- _Aim_
Carry the Highway 50 Fix50 traffic report forward from its last sentence, which ends "closed for two weeks."

- _Extract_

Traffic was backed up on eastbound Highway 50 in West Sacramento beyond Jefferson Boulevard. The traffic could be backed up as far as Harbor Boulevard by 7:15 a.m.

Much of the traffic is big rig trucks and commute traffic. The big rig drivers, perhaps from outside the area, might not have known that the Fix50 work was starting Tuesday.

Two through lanes are open approaching the construction area, but, beyond that into Yolo County, traffic is at a stop at some points -- and crawling at 5 mph at others. Commuters beware: a bad situation could get worse as the commute continues through the morning.

Updated 6:32 a.m.

California Highway Patrol Officer Rich Wetzel says traffic is slow but moving through the construction area on Highway 50, with speeds at least 20-25 mph in the Fix50 zone.

"The only hotspot I've noticed is in West Sacramento, eastbound Highway 50 from Jefferson Boulevard and over the (Sacramento) river on the Pioneer Bridge," said Wetzel.

He noted that the two right lanes going to Interstate 5 are clear.

"Once you get to the construction project, traffic is slowed to 20-25 mph," Wetzel said.

Updated 6:21 a.m.

Traffic before 6 a.m. ran smoothly along West Sacramento's main thoroughfares including Jefferson Boulevard and West Capitol Avenue where electronic signs directed motorists to the Tower Bridge and downtown Sacramento.

"No complaints, but it's early," said Tarinder Singh, a cashier at Century Chevron at 1015 Jefferson.

At Harbor Truck Stop at West Capitol and Harbor Boulevard, Fix50 was on the minds of local truckers, said clerk Mike Singh.

"Last night, a couple of people talked about it -- the truck drivers," Singh said. "It's going to get hard. They'll have to take different routes."

But local trucker Ernie Soto of Sacramento is taking the big fix in stride, so far.

"It's not really affecting me," Soto said after pulling into Harbor Truck Stop for gas and a break from the road. "I'm getting by fine right now. If I have to go around, I'll go around."

Updated 6:08 a.m.

As eastbound traffic begins to slow and back up onto the Pioneer Bridge toward West Sacramento, Caltrans is commenting on the beginning of construction.

"We had a productive night," Caltrans spokesman Ed Yarborough reports at the WX scene. Interior median guard rails have been ripped out.

Asked how WX traffic flow is going, Yarborough shrugged. "We'll know in about an hour. Ask me again then."

The 16th Street onramp to the W-X freeway is open after being closed earlier in the morning. The 11th Street onramp off X Street is closed for two weeks.

- _Source material_

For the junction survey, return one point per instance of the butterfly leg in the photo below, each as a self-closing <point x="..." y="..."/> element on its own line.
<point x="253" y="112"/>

- _Written answer_
Fix 50 contractor C.C. Myers, who was under the freeway, promised a quick fix of Fix50: "We'll go fast."

Myers says he has 60-70 workers up on the W-X freeway this morning. "We'll pour concrete three (to) four days from now," he said.

Locally based Myers and Sons, run by C.C. Myers, is a freeway contractor with a reputation for speedy work.

The project cost has been set at $46 million. However, the state will offer Myers $150,000 daily bonuses up to a maximum of $1.5 million for every day less than a month that each direction's closures are in place. The contract includes a daily $150,000 penalty to the contractor for every day of work beyond 30 days if closures are still in place.

Updated 5:30 a.m.

Day One of the potentially intrusive closure of three eastbound lanes of the W-X portion of Highway 50 through Sacramento is here with major impact expected for motorists.

Traffic was beginning to slow behind the partial closure this morning.

The freeway repair work, on the stretch between 18th and 24th streets, is expected to cause extended commute-hour congestion not only on Highway 50, but also on Highway 99, Interstate 5 and Business 80.

No rain fell overnight in the Sacramento area, providing dry pavement on the first day of the project. The National Weather Service had called for a slight chance of overnight showers, but they failed to materialize. The forecast for Tuesday is for partly sunny skies.

The W-X, the elevated section running between and parallel to W and X streets, acts as a hub of the region's freeway system and is a transportation workhorse, carrying 250,000 vehicles a day.

Access the live blog from all mobile devices

What are Sacramento-area state workers seeing on Day One of Fix50?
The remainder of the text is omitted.